### Aim of the task:
All that is wanted is an exact copy of the lines below, starting at the one that contains "the white pergola" and running to the end.

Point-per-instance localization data

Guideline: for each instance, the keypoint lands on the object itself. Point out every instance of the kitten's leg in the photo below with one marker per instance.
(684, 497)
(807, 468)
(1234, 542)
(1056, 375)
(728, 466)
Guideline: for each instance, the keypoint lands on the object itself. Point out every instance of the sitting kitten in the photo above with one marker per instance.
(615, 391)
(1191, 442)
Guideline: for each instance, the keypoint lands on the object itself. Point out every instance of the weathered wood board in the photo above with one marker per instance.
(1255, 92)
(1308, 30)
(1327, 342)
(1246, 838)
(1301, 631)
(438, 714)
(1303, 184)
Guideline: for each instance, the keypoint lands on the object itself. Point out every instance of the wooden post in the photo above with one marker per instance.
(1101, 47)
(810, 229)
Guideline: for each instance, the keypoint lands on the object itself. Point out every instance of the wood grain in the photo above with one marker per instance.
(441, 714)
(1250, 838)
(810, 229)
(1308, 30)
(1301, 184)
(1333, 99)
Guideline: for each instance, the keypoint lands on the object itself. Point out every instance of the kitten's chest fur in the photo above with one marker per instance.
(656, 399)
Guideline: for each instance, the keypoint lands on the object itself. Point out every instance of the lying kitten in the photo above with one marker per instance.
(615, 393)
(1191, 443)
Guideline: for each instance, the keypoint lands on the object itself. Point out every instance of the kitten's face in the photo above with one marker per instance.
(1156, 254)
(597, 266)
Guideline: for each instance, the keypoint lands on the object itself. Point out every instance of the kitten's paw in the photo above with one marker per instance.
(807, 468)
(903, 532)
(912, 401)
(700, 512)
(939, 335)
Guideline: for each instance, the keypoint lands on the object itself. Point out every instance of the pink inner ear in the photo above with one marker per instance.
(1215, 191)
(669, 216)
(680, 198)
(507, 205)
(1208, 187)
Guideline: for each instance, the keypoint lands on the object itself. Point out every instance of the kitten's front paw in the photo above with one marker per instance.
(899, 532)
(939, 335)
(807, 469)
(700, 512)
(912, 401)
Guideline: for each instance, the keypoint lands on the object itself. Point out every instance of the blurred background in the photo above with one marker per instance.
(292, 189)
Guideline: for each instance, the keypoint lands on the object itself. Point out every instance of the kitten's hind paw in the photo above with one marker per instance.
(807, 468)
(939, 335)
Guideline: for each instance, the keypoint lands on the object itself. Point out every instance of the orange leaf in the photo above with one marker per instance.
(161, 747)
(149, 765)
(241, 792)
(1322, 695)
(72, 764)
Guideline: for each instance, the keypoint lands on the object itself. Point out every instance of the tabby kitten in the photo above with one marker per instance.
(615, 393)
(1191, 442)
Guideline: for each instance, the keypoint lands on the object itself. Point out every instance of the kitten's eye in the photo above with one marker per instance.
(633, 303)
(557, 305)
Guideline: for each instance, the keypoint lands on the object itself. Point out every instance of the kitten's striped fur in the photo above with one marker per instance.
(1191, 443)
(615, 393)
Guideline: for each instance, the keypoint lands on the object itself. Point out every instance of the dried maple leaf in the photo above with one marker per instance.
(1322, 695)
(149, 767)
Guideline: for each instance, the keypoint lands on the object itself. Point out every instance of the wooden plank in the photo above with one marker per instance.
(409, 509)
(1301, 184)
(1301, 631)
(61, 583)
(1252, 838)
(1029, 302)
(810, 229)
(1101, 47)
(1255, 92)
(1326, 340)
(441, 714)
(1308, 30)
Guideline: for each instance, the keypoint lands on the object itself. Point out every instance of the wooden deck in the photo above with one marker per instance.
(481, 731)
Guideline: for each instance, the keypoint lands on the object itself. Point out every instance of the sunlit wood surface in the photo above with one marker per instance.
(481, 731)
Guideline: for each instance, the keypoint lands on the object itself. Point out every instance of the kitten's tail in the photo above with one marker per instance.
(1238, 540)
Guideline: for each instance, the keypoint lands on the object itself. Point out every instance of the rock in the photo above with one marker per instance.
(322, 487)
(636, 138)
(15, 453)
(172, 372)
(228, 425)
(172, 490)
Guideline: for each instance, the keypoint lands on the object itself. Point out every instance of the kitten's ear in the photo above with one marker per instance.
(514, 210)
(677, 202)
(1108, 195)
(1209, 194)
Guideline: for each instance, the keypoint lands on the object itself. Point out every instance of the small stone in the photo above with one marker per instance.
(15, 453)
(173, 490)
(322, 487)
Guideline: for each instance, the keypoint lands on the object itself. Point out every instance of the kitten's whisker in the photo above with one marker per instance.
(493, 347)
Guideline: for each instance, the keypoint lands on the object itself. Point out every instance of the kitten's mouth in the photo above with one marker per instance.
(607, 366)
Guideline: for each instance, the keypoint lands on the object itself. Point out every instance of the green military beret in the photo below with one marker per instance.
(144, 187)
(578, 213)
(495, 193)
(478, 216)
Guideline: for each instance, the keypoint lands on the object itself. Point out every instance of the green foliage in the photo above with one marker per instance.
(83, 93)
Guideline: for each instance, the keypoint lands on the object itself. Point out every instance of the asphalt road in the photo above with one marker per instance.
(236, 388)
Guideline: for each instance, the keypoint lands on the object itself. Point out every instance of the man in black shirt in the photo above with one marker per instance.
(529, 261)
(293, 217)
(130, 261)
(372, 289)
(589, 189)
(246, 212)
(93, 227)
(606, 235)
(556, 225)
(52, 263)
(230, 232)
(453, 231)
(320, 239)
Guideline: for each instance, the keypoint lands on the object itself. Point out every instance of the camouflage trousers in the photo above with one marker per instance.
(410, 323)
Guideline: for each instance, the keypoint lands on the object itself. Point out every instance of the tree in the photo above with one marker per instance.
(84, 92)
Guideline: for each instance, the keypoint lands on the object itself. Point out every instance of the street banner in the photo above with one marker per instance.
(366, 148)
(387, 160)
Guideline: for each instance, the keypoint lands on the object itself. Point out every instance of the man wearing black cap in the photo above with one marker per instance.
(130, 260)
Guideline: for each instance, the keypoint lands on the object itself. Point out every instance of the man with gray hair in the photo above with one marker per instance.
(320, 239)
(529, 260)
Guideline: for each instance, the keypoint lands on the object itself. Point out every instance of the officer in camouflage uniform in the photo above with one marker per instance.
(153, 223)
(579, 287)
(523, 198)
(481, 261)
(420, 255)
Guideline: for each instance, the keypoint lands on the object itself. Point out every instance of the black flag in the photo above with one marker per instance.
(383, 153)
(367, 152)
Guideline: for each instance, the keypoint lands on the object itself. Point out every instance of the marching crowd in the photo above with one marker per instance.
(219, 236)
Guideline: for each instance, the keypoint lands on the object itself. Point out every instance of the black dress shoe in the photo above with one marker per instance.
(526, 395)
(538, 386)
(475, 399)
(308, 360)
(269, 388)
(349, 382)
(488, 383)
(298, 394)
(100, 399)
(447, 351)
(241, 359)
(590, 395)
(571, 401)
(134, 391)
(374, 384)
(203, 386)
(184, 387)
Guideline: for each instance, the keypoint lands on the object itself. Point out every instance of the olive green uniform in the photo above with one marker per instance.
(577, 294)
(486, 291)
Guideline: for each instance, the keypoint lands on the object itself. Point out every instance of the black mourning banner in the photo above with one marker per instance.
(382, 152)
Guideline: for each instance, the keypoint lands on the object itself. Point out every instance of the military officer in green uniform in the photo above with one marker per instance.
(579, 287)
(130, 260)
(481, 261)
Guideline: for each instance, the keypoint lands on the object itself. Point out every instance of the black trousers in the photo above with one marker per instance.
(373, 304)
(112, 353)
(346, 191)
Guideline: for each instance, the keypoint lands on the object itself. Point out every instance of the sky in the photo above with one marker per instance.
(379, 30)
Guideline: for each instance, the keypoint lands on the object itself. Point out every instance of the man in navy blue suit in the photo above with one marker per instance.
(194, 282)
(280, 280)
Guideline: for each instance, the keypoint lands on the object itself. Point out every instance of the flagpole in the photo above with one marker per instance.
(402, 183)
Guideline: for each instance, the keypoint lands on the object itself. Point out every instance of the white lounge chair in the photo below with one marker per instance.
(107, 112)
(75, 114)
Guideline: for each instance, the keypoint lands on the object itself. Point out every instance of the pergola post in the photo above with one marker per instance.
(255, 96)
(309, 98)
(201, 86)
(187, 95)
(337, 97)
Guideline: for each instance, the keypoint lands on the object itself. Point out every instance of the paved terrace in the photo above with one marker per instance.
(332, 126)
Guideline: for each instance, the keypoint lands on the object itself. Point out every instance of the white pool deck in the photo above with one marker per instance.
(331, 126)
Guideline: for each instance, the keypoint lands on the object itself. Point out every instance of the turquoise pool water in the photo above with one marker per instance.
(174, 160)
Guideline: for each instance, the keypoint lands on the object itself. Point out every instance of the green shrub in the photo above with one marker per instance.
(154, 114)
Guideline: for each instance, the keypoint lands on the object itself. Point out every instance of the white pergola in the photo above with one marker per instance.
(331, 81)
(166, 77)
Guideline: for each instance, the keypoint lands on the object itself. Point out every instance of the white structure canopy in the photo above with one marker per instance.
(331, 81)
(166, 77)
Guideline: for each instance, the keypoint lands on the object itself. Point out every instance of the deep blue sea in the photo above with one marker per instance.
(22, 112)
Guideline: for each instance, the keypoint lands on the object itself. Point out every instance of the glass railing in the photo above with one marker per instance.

### Solution to this problem:
Guideline: for each instance, the keypoint lands on the object itself. Point out every instance of the white pergola in the photo above with one marker per instance.
(331, 81)
(166, 77)
Guideline: for each instance, the keypoint lands on the object itself. Point out every instance of the white structure canopy in the photo above with one marker per instance.
(331, 81)
(166, 77)
Guideline: for each instance, the keypoint lands on the object itself. Point out every instance of the deep blue sea in the photo above with one marker per instance.
(22, 112)
Guideline: for each instance, the keypoint lands on the object itself. Point out every instance of the glass railing in the photo above with one marker per instance.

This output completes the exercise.